*YOUR GOAL*.
Print the stretch of the eyedrop article from "Age-related eye disorders" through "vision will be.", word for word.

Eyedrops, prepared with the antioxidant N-acetylcysteine amide (NACA), have been used as treatment for the prevention or healing of cataracts, macular degeneration, and other degenerative eye disorders.
Researchers at the Missouri University of Science and Technology researched these eyedrops and have discovered that they are an improvement over a separate experimental treatment using N-acetylcysteine (NAC), due to easier movement across cell membranes, permitting low dosages of the medicine to be just as efficient.
Dr. Nuran Ercal, head researcher and the Richard K. Vitek/Foundation for Chemical Research Endowed Chair in Biochemistry and professor of chemistry at Missouri S&T, explains:
“NACA’s characteristics as a drug were improved over NAC by neutralizing the carboxylic group of NAC, which makes the NACA pass cellular membranes easily. And because NACA can be administered at a lower dose, the drug has a greater therapeutic index and lowers the risk of side effects traditionally associated with NAC. NACA is also an excellent source of glutathione, a cell’s main antioxidant power, which is diminished during degenerative eye disorders.”
Age-related eye disorders that induce vision loss are common, affecting over 30 million people in the United States, and are projected to double in the coming years. It has been noted in previous studies that a lack of anti-oxidants can put you at a higher risk for eye diseases such as macular degeneration.
Cataracts are cloudy areas that appear in the normally clear lens inside the eye. Usually, a clear lens allows light to pass through to the back of the eye, allowing the appearance of well-defined images. When a portion of the lens becomes nontransparent, light cannot pass through easily and a person’s vision becomes blurred. The cloudier the lens becomes, the worse the person’s vision will be.
Eye surgery to treat cataracts has annual costs of over $9 billion in the U.S. The total cost spent on services pertaining to vision problems is more than $20 billion.
“NACA eye drops could drastically reduce these costs and represent an alternative to costly surgery, while greatly improving the quality of life for those afflicted.”
Ercal and her investigators have long been experimenting with NACA regarding lead poisoning, HIV-related issues and other toxicities and have just recently started testing it on eye disorders.
Building upon previous research by her colleagues that questions if growth of cataracts can slow in rats by treatment with NACA, rats were first given L-buthionine-S,R-sulfoximine (BSO), a solution that causes cataracts to form. The NACA solution prevented cataracts from forming and will now be tested further to see if degeneration reversal is possible.
Ercal says further work in this area will help set up appropriate dosage and frequency, identify side effects, and other factors. With the use of animal subjects, the viability of human usage may become a reality.

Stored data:
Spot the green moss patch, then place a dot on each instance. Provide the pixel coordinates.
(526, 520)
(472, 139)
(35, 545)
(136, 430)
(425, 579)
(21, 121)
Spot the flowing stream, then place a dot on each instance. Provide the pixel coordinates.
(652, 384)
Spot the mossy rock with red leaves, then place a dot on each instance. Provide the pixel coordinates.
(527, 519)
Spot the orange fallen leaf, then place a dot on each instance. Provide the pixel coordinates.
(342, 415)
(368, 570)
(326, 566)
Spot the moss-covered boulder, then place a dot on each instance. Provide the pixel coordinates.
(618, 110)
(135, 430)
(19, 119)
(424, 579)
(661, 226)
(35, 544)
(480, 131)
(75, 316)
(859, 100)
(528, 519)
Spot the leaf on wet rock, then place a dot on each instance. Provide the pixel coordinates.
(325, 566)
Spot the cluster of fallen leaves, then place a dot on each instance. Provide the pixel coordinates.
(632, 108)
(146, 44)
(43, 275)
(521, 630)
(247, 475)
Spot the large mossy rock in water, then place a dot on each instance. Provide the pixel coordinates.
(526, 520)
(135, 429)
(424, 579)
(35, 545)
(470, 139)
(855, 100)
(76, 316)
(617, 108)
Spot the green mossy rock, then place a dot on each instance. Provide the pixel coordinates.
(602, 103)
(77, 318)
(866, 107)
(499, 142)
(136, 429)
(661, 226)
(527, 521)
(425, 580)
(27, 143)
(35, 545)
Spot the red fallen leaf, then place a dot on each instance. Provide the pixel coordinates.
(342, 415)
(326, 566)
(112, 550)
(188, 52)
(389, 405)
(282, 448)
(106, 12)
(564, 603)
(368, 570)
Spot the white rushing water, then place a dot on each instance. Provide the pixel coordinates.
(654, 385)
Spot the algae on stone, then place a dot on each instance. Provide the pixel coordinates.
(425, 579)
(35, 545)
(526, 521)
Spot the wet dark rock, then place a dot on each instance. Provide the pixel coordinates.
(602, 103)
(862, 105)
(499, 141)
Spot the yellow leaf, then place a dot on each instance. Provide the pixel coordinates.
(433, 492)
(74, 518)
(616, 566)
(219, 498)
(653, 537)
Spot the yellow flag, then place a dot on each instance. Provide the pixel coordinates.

*WRITTEN ANSWER*.
Age-related eye disorders that induce vision loss are common, affecting over 30 million people in the United States, and are projected to double in the coming years. It has been noted in previous studies that a lack of anti-oxidants can put you at a higher risk for eye diseases such as macular degeneration.
Cataracts are cloudy areas that appear in the normally clear lens inside the eye. Usually, a clear lens allows light to pass through to the back of the eye, allowing the appearance of well-defined images. When a portion of the lens becomes nontransparent, light cannot pass through easily and a person’s vision becomes blurred. The cloudier the lens becomes, the worse the person’s vision will be.